Region labeling data:

::::

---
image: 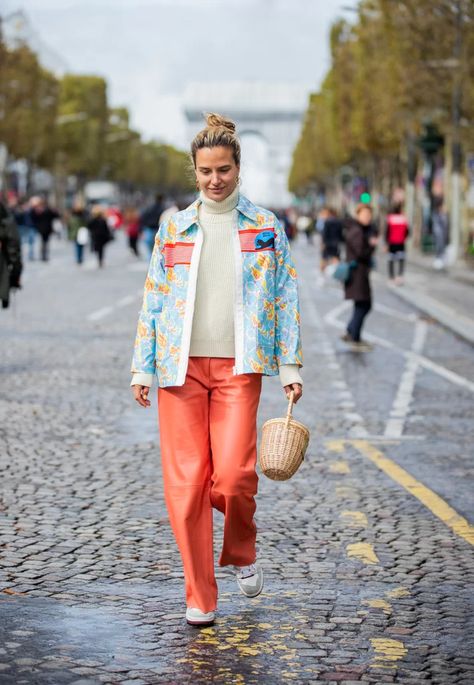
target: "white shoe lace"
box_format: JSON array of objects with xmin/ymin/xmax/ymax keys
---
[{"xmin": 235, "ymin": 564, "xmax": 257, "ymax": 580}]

::::

■ **What you are asked to do**
Output the data above as a JSON list of strings, with one string per line and no blank lines. Omit the pictures.

■ **Worked answer**
[
  "---",
  "image: ",
  "target: \"white shoe lace\"",
  "box_format: JSON array of objects with xmin/ymin/xmax/ymax keys",
  "---",
  "[{\"xmin\": 235, \"ymin\": 564, \"xmax\": 257, \"ymax\": 580}]"
]